*Data shown*
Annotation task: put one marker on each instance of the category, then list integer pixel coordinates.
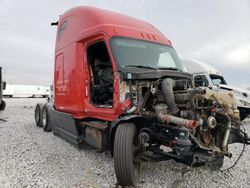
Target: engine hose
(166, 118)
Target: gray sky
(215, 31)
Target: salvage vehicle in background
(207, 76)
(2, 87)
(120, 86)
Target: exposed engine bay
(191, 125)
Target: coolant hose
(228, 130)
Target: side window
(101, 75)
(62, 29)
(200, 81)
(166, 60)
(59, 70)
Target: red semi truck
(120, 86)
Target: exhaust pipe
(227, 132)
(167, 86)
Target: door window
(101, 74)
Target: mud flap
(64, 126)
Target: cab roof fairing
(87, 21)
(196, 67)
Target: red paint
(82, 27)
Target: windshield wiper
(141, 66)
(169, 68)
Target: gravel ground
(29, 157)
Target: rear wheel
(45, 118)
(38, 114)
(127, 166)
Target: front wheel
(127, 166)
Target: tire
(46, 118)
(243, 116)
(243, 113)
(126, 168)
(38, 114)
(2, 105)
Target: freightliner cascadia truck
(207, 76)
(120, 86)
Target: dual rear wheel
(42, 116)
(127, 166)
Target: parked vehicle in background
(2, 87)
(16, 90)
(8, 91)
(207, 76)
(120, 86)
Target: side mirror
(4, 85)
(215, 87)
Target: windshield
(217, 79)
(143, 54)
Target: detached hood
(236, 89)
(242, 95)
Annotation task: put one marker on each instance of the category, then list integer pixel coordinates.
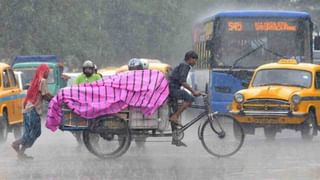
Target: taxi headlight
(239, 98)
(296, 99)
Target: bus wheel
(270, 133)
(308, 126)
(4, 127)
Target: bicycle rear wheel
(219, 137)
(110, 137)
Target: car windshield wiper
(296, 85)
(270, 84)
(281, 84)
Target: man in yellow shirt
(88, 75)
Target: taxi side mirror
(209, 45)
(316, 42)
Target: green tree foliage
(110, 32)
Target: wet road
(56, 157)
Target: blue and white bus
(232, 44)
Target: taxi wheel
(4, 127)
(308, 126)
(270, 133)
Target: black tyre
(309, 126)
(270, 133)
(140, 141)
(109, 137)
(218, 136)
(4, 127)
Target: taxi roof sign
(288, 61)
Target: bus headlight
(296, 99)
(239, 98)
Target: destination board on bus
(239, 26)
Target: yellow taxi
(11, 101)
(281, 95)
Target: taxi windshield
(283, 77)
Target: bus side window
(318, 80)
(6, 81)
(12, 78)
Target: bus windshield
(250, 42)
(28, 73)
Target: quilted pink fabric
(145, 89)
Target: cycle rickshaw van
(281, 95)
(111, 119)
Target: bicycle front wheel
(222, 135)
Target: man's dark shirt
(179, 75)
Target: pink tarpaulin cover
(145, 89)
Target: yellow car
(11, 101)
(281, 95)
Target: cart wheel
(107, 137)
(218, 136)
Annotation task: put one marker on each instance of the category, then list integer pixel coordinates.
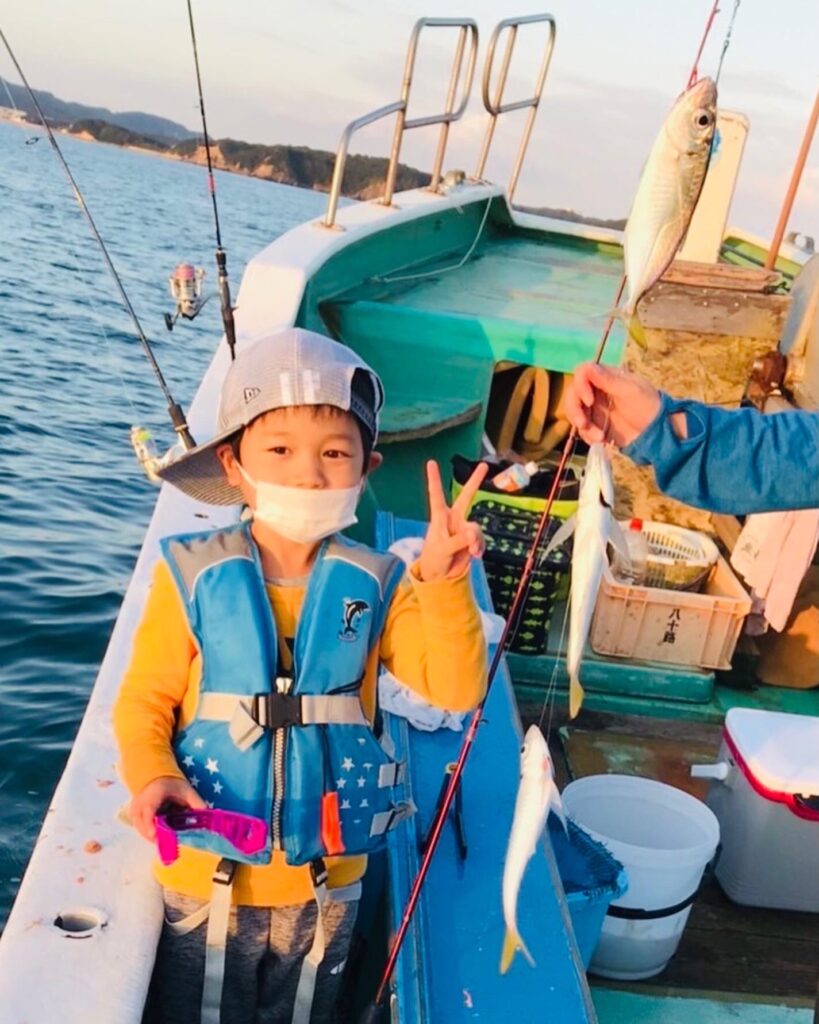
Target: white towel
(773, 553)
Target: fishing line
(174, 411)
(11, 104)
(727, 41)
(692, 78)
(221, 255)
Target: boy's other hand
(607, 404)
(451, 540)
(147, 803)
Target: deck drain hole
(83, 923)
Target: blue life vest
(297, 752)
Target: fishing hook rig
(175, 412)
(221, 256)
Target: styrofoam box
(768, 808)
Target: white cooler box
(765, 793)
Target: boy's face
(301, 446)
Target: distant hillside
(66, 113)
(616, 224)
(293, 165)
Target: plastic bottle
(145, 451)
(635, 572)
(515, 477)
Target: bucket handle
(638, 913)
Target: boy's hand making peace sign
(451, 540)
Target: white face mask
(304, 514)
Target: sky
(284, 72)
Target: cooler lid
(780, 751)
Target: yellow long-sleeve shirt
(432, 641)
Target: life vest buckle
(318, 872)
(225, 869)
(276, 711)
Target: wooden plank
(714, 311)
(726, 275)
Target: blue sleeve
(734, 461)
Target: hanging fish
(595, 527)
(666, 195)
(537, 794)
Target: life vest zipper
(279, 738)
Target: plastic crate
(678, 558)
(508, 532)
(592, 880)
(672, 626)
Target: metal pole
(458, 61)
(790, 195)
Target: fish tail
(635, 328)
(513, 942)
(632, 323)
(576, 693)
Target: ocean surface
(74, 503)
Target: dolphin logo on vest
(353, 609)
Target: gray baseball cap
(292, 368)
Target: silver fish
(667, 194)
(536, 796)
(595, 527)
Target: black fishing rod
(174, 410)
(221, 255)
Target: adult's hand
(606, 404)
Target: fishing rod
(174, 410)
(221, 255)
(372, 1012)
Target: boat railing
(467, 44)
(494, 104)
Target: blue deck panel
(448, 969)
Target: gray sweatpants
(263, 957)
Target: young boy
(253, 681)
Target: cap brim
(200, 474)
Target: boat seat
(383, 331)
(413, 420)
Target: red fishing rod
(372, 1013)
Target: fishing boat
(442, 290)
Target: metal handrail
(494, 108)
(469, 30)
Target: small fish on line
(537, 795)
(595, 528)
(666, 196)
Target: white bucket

---

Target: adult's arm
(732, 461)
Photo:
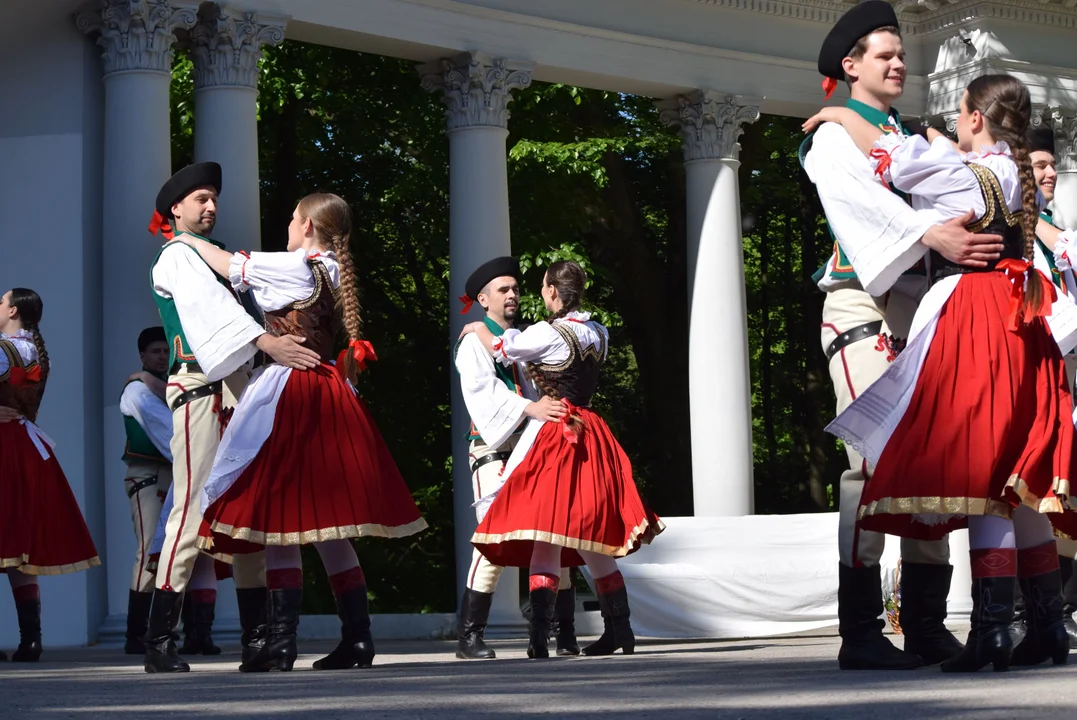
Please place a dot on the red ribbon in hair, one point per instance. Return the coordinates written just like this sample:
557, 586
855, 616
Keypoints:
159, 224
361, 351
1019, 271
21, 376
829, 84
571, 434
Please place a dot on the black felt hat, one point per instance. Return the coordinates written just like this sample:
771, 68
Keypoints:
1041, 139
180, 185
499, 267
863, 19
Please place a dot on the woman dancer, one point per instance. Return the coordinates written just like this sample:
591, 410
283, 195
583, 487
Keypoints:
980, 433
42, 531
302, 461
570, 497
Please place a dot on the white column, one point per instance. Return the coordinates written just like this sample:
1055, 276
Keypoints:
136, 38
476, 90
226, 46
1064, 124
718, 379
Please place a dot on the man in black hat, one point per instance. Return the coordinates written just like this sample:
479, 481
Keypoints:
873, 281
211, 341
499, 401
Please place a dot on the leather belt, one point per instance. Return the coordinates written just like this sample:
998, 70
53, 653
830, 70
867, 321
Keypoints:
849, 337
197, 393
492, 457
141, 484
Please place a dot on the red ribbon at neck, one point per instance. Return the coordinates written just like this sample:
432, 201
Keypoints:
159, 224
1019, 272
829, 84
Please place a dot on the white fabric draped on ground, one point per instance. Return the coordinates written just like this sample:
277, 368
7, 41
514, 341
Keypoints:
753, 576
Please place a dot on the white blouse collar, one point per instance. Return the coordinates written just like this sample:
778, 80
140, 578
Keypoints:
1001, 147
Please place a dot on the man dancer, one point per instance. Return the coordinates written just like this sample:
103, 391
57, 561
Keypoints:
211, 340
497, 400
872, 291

...

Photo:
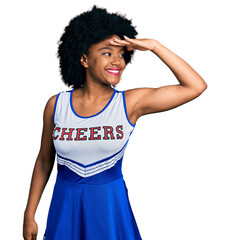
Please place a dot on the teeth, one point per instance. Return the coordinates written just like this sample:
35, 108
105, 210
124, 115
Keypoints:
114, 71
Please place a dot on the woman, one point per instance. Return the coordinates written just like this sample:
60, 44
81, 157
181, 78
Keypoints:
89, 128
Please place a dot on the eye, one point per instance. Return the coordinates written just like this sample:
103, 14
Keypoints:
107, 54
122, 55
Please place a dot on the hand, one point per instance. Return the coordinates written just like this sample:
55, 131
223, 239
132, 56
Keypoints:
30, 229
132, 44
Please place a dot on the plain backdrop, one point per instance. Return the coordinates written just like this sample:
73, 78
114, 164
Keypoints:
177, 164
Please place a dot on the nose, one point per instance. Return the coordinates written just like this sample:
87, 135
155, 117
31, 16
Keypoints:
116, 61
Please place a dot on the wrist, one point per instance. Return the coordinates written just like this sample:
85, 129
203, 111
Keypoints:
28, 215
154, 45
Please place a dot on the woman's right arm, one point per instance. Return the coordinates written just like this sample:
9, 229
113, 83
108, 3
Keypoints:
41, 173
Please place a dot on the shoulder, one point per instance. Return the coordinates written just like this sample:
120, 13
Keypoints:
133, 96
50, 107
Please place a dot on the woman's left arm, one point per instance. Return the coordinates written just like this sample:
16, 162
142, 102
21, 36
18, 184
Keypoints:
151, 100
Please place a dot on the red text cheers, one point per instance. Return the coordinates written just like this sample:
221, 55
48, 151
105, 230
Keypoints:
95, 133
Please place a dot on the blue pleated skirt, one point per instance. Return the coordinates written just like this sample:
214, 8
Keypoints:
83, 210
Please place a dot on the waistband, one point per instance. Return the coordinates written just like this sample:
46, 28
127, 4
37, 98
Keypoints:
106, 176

*Task*
Using the listing above, return word for word each line from the one that has "Target: plastic crate" through the one that has "Target: white bucket", and no line outside that range.

*Written reply*
Target: plastic crate
(678, 558)
(508, 532)
(592, 880)
(672, 626)
Target: metal pole
(458, 61)
(790, 195)
Target: fish tail
(635, 328)
(513, 942)
(632, 323)
(576, 693)
Target: ocean surface
(74, 503)
Target: dolphin logo on vest
(353, 609)
Target: gray baseball cap
(292, 368)
Target: silver fish
(667, 194)
(536, 796)
(595, 527)
Target: black fishing rod
(174, 410)
(221, 255)
Target: adult's hand
(606, 404)
Target: fishing rod
(174, 410)
(221, 255)
(372, 1012)
Target: boat railing
(467, 44)
(494, 104)
Target: blue deck panel
(448, 969)
Target: gray sweatpants
(263, 957)
Target: young boy
(253, 681)
Target: cap brim
(200, 474)
Target: boat seat
(383, 331)
(413, 420)
Target: red fishing rod
(372, 1013)
Target: fishing boat
(442, 290)
Target: metal handrail
(494, 108)
(469, 30)
Target: small fish on line
(537, 795)
(595, 528)
(666, 196)
Target: white bucket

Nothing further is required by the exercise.